# [PAGE EXCERPT]
Southern Appalachian households in the late nineteenth to early twentieth centuries were, as a general rule, organized along patriarchal lines. That is, the oldest male relative in the household, be it a husband, father, brother, uncle, or grandfather, held the decision-making power for the entire family, particularly as it regarded financial and educational matters. Women were not allowed to vote or hold political office, and in some cases were denied the opportunity to receive even a basic education. As one Pi Beta Phi Settlement School teacher put it, “in the eyes of their fathers girls need no education to bear children, it only fills their heads with nonsense.”
Household tasks were gendered as well. Men performed agricultural labor such as clearing and plowing fields, building and repairing farm buildings, making tools, tending livestock, and harvesting crops. They also cut firewood, hunted wild animals, and worked in lumber camps to supplement the family’s often meager income. Women, on the other hand, performed mostly household chores: cooking meals, washing dishes, making and mending clothing, caring for children and elderly relatives, and tending vegetable gardens. Those who possessed a loom might spend part of their day weaving cloth, although by the early twentieth century, few did so. Store-bought cloth was readily available by that time and most women, eager to be rid of a time consuming chore, had long-since stashed their looms in a barn loft or burned it for firewood.

# [DIRECTIONS]
Pick up the passage above on gender roles in Southern Appalachian households after its final sentence and write the paragraph that comes next.

# [SUPPLIED ENTRIES]
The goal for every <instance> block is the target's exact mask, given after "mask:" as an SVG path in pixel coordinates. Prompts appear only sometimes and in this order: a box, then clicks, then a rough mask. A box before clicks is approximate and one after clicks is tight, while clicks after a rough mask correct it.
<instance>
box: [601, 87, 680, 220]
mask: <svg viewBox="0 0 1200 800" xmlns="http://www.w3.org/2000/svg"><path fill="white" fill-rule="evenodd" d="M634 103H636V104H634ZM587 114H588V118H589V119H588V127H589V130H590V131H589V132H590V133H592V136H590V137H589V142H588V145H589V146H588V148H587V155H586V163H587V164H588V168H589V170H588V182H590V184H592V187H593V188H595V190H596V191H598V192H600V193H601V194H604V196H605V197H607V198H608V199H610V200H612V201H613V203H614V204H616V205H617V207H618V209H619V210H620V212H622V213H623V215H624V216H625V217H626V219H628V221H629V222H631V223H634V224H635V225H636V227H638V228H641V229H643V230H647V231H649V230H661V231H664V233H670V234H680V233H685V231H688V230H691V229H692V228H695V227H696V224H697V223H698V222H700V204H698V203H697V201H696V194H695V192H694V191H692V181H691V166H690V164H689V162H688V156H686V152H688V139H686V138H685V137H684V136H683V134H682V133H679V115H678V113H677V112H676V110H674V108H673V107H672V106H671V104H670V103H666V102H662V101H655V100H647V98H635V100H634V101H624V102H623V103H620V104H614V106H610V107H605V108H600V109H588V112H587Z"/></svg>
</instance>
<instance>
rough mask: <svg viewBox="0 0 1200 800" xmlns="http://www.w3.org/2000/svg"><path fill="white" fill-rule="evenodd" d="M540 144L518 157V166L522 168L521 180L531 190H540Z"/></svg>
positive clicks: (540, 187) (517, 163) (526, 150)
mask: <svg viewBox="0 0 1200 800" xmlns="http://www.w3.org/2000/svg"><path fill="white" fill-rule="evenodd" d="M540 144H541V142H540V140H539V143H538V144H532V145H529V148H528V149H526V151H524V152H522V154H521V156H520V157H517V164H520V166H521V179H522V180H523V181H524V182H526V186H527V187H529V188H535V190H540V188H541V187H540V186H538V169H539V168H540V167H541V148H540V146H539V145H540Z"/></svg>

# [TASK OUTPUT]
Still, gender roles were more fluid than one might think, at least when it came to women straddling the line between the “men’s sphere” and the “women’s sphere.” Women and girls regularly assisted their male relatives with agriculture labor, particularly during the harvest season. And in cases where the family patriarch was absent from the home or incapacitated, it was not uncommon for the matriarch to assume governance of both the home and farm operations. The same, however, could not be said for men. Seldom would one have encountered Southern Appalachian men performing tasks that belonged in the women’s or “domestic sphere,” such as caring for small children, cooking meals, or mending clothes. A widower with small children might well be forced to engage in domestic activities for a short time, but only until such time as his daughters (if he had any) were old enough to assume responsibility for these tasks, or he succeeded in acquiring a new wife.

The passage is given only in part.